## [PROVIDED PASSAGE]
# Remember what I said about Rob Bishop... LWCF expires tomorrow



## #1DEER 1-I (Sep 10, 2007)

As chair of the natural resource committee Rob Bishop is a big block standing in front of one of the best programs ever in this country. Tomorrow the LWCF will expire, and Bishop will be a big reason for it. Don't believe he's a big enemy to sportsmen, your access, and future? If this program expires tomorrow, which it probably will, you have him and those who voted for this idiot to partly thank. Idiots like Bishop are a huge threat to wildlife, public land, and the future of conservation and hunting. Start voting for a reason and not a letter and maybe we will stop going down this path.

http://thinkprogress.org/climate/2015/09/29/3706756/rob-bishop-lwcf-reauthorization/


----------



## The Naturalist (Oct 13, 2007)

Bishop....don't get me started!!!-O,-


----------



## Iron Bear (Nov 19, 2008)

Community pools all over Utah will suffer. Doesn't he care about drinking fountains? We all need to drink.


----------



## Watcher (Dec 31, 2008)

*My e-mail to Bishop - he is crazy - this is a total win for us little guys*

Dear Congressman Bishop,

Are you crazy or just out of touch?
As you know, the United States' Land and Water Conservation Fund (LWCF) is a Federal program that was established by Act of Congress in 1965 to provide funds and matching grants to federal, state and local governments for the acquisition of land and water, and easements on land and water, for the benefit of all Americans. The main emphases of the fund are recreation and the protection of national natural treasures in the forms of parks and protected forest and wildlife areas. The LWCF has a broad-based coalition of support and oversight.

What do you propose doing with the fees/taxes currently coming from companies drilling offshore for oil and gas that currently fund this wonderful program? I know you are not naive enough to think it will result in lower prices to consumers (tax payers and your constituents) and no new profits to big energy.

## [WORK TO DO]
1. Reproduce the part of the LWCF forum thread that opens with the words containing "As you know, the" and closes with "support and oversight.".
2. According to the LWCF forum thread, in what year was the Land and Water Conservation Fund established by Act of Congress?
3. Continue the LWCF forum thread, picking up right after its last sentence.
The material after this point has no connection to the LWCF forum thread.

## [INFORMATION PROVIDED]
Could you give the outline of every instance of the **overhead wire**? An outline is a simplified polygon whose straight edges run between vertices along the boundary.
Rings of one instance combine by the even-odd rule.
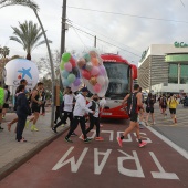
[[[145,15],[121,13],[121,12],[109,12],[109,11],[104,11],[104,10],[85,9],[85,8],[72,7],[72,6],[67,6],[67,8],[70,8],[70,9],[80,9],[80,10],[92,11],[92,12],[116,14],[116,15],[123,15],[123,17],[133,17],[133,18],[138,18],[138,19],[148,19],[148,20],[156,20],[156,21],[168,21],[168,22],[177,22],[177,23],[188,23],[188,21],[181,21],[181,20],[170,20],[170,19],[163,19],[163,18],[154,18],[154,17],[145,17]]]
[[[71,27],[73,27],[74,29],[80,30],[80,31],[82,31],[82,32],[84,32],[84,33],[86,33],[86,34],[90,34],[90,35],[92,35],[92,36],[95,36],[95,35],[93,35],[93,34],[91,34],[91,33],[88,33],[88,32],[86,32],[86,31],[83,31],[83,30],[74,27],[73,24],[71,24]],[[138,55],[138,54],[136,54],[136,53],[133,53],[133,52],[130,52],[130,51],[128,51],[128,50],[125,50],[125,49],[123,49],[123,48],[121,48],[121,46],[118,46],[118,45],[112,44],[111,42],[107,42],[107,41],[105,41],[105,40],[103,40],[103,39],[97,38],[97,40],[98,40],[98,41],[102,41],[102,42],[104,42],[104,43],[106,43],[106,44],[109,44],[109,45],[112,45],[112,46],[115,46],[115,48],[117,48],[117,49],[121,49],[122,51],[128,52],[128,53],[130,53],[130,54],[133,54],[133,55],[135,55],[135,56],[139,56],[139,58],[140,58],[140,55]]]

## [ANSWERS]
1.
As you know, the United States' Land and Water Conservation Fund (LWCF) is a Federal program that was established by Act of Congress in 1965 to provide funds and matching grants to federal, state and local governments for the acquisition of land and water, and easements on land and water, for the benefit of all Americans. The main emphases of the fund are recreation and the protection of national natural treasures in the forms of parks and protected forest and wildlife areas. The LWCF has a broad-based coalition of support and oversight.

2. 1965

3.
----------



## #1DEER 1-I (Sep 10, 2007)

Make a quick call to Bishops office today and apply pressure to renewing the LWCF as it stands:

202-225-0453


----------



## Kwalk3 (Jun 21, 2012)

Representative Bishop:

I am incredibly disappointed and alarmed at your unwillingness to consider re-authorization of the LWCF as part of the federal budget resolution. Some ideas and instruments are good on a federal level and on a state level. The LWCF is one of those instruments.

One of the things that makes Utah great is the vast amount of beautiful, unique, and publicly accessible landscapes that are found throughout the state. The LWCF has helped to purchase and preserve wild and historic areas, such as those found in our state, across the country. The expiration of this fund is a travesty that one would not expect the Chairman of the House Natural Resources committee to allow.

The federal government does many things wrong. This fund and the good that it has done is not one of them. As you consider your impact on this decision, please understand that while your title says that you represent me; your views, statements and actions on this issue and the over-arching public land control debate seriously endanger a tradition of public land recreation and use that is a huge driver in our state. This public-land heritage is one of the most important things to me and my family, and as such I cannot support a representative whose words and actions stand in direct opposition to it's continuation.

Regards,

-xxxxxxx


----------



## #1DEER 1-I (Sep 10, 2007)

Great letter, here's a petition to bring it back. Be sure to call, write emails, and send letters as well.

https://www.change.org/p/congress-renew-america-s-most-important-conservation-program-lwcf


----------



## #1DEER 1-I (Sep 10, 2007)

Keep contacting our reps to let them know we want the LWCF brought back and we do not support the land transfer idea.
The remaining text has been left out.